- Problem to solve -
Reproduce every row below verbatim, with no changes of any kind.

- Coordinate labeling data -
======

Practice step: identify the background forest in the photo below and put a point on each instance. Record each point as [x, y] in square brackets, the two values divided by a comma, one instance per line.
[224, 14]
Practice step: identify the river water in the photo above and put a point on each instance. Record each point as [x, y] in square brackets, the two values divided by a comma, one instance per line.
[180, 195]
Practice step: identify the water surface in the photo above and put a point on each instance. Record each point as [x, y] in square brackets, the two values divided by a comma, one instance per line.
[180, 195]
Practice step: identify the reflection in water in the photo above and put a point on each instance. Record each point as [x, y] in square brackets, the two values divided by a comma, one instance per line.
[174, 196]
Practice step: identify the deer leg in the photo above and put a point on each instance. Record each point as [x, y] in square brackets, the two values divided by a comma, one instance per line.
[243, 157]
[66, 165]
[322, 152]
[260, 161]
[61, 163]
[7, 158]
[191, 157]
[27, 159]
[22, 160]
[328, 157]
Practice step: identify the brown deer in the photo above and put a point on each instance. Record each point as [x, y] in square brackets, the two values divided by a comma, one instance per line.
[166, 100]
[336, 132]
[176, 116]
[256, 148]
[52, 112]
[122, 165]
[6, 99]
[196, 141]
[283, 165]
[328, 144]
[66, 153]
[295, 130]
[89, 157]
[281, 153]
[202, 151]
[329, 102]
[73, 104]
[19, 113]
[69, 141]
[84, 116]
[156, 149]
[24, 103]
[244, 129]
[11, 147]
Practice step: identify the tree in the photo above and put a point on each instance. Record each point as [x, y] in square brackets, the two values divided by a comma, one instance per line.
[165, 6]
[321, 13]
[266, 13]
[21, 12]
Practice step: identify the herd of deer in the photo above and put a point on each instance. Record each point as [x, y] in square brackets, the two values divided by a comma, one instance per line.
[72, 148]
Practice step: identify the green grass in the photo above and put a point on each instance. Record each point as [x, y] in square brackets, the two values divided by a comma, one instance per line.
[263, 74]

======

- Exercise answer -
Practice step: identify the background forest in the photo below and put a point on each instance. Record each point as [x, y] in square brackets, the two values divided by a comma, one instance per line.
[224, 14]
Practice step: identify the river water in the photo above and put a point on each instance. Record each point as [x, y] in square brackets, the two values divided by a comma, one instance per line.
[180, 195]
Practice step: identify the water surface in the photo above and put a point on each instance. Record each point as [x, y] in square brackets, the two values divided by a comma, one instance per line.
[180, 195]
Practice step: identify the reflection in water in the photo above and put a point on each instance. Record each point as [x, y] in square brackets, the two values divided by a comma, one instance per line.
[174, 196]
Practice step: identify the deer leg in the photo above and put a point on each instance. Record each point as [x, y] in square brackets, the two values divided by a comma, one instance per line.
[243, 157]
[66, 165]
[322, 152]
[260, 161]
[61, 163]
[7, 158]
[191, 157]
[27, 159]
[22, 160]
[328, 157]
Practice step: identify the brown deer in the photo above and put a point on each instance. Record each point as [x, y] in square brackets, the two values divided by a comma, one instance per line.
[166, 100]
[336, 132]
[176, 116]
[256, 148]
[52, 112]
[122, 165]
[6, 99]
[196, 141]
[283, 165]
[328, 144]
[66, 153]
[295, 130]
[89, 157]
[281, 153]
[202, 151]
[329, 102]
[73, 104]
[19, 113]
[69, 141]
[84, 116]
[156, 149]
[24, 103]
[244, 129]
[11, 147]
Practice step: identify the tree in the photo above and put a point on each instance. Record each point as [x, y] in square brackets, the two values divided by a comma, one instance per line.
[165, 6]
[321, 13]
[266, 13]
[21, 12]
Practice step: identify the herd of deer in the photo above and put a point on each instance. Record each point as [x, y] in square brackets, the two values divided by a comma, one instance per line.
[72, 148]
Practice step: identify the green grass in the photo above and put a point on each instance. Record each point as [x, y] in square brackets, the two values divided by a comma, one instance per line.
[263, 74]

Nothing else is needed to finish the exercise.